= Selected extract =
April 2004 · Vol 30 · No 4

Group puts UVic "on the map" in population research field

by Marni Friesen

 

Governments can't make decisions on important issues such as distributing health care dollars, setting immigration quotas or counteracting the spread of diseases such as HIV without accurate demographic information about the populations they're trying to serve.

 

Yet population and demo-graphic research has traditionally been an under-recognized field in Canadian universities, according to UVic demographer and economist Dr. Carl Mosk.

 

As the director of a new, interdisciplinary population research group on campus, Mosk and 10 other UVic scholars are committed to raising the profile of this vital field of study. "Population studies refers to anything dealing with population size, density, age, health, and the dynamics of population growth," says Mosk. "By nature, it tends to reach across disciplinary boundaries."

 

UVic has always had top-notch population researchers distributed across many faculties, from sociology and anthropology to economics, history and math-ematics and statistics.

= Material supplied =
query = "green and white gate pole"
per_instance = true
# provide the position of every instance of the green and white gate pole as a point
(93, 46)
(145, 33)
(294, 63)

= Explore the material =
A. Reproduce word for word the part of the article on UVic's population research group starting at "Group puts UVic" and ending at "Dr. Carl Mosk.".
B. Take the article on UVic's population research group further, picking up right after its final sentence.
The records stand apart from the article on UVic's population research group.

= Task-by-task answers =
A.
Group puts UVic "on the map" in population research field

by Marni Friesen

 

Governments can't make decisions on important issues such as distributing health care dollars, setting immigration quotas or counteracting the spread of diseases such as HIV without accurate demographic information about the populations they're trying to serve.

 

Yet population and demo-graphic research has traditionally been an under-recognized field in Canadian universities, according to UVic demographer and economist Dr. Carl Mosk.

B.
Some of the group's members have already been collaborating for years, such as Dr. Eric Roth (anthropology) and Dr. Pauline van den Driessche (math and statistics). They're working on population modeling of the spread of sexually transmitted infections in eastern Africa.

 

The formation of the population research group in early January has created a hub that will help UVic's population scholars share expertise amongst themselves, says Mosk. Equally important, he hopes it will be a venue to share knowledge with undergraduate and graduate students, and with the wider academic community.

 

"We would like the national and international community of demographers to know that UVic is "on the map" in the population field - that it's a force promoting population-related research in Western Canada," says Mosk.

 

"We want to encourage the local community, scholars and policy-makers to take advantage of the expertise we can offer."